### Énoncé du problème
Pouvez-vous redonner mot pour mot le passage de l'article sur le différend entre le privé et le ministère qui va de « En vérité, le » jusqu'à « contre le ministère. » inclus ?

Mamadou Talla et Cie pas convaincus de la thèse officielle
Et la pression semble avoir porté ses fruits au vu de l’arbitrage final du chef de l’Etat. « Il est clair que cette décision du privé a eu son pesant d’or. Car, ça pouvait être un véritable camouflet pour l’Etat », souligne un interlocuteur. D’ailleurs, 48 heures après cette dissidence, le chef de l’Etat va aborder la question en conseil des ministres le mercredi 3 juin, en demandant à Mamadou Tall « de renforcer l’accompagnement de l’Etat au fonctionnement adéquat des établissements privés ».
En vérité, le problème de l’accompagnement avait déjà été posé lors des réunions préparatoires, indique une source. Le privé réclamait à la fois la subvention annuelle, mais aussi des moyens matériels en termes d’accompagnement. Mais le ministre Talla n’a pas été clair sur le sujet. Finalement, une petite dotation leur est parvenue, sans la subvention. Et le mécanisme prévu pour des prêts accessibles dans les banques n’a pas fonctionné. Une somme de frustration qui a finalement braqué le privé contre le ministère.

Entrées de données enregistrées
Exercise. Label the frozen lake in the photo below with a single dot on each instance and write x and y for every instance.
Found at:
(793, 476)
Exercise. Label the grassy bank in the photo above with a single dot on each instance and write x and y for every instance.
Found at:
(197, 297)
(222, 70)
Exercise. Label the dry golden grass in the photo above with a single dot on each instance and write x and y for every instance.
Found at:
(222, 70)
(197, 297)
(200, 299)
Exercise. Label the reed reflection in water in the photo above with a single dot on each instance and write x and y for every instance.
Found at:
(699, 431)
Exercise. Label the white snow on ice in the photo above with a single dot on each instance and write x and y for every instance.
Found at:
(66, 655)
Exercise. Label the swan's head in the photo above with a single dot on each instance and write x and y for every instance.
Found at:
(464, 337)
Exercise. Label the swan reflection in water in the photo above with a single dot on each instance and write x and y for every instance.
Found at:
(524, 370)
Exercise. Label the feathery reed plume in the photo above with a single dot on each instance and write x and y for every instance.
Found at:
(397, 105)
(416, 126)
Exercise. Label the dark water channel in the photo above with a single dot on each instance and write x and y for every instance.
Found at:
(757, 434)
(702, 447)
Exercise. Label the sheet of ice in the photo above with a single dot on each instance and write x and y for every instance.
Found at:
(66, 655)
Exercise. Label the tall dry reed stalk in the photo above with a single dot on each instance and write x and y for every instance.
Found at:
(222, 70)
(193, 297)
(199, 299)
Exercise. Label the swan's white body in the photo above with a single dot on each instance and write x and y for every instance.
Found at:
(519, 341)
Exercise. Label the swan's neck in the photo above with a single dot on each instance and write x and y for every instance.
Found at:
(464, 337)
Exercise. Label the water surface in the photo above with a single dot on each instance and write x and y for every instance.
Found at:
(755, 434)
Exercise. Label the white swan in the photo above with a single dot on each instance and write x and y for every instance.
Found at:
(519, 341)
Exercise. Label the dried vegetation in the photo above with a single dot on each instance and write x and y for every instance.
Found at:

### Réponse
En vérité, le problème de l’accompagnement avait déjà été posé lors des réunions préparatoires, indique une source. Le privé réclamait à la fois la subvention annuelle, mais aussi des moyens matériels en termes d’accompagnement. Mais le ministre Talla n’a pas été clair sur le sujet. Finalement, une petite dotation leur est parvenue, sans la subvention. Et le mécanisme prévu pour des prêts accessibles dans les banques n’a pas fonctionné. Une somme de frustration qui a finalement braqué le privé contre le ministère.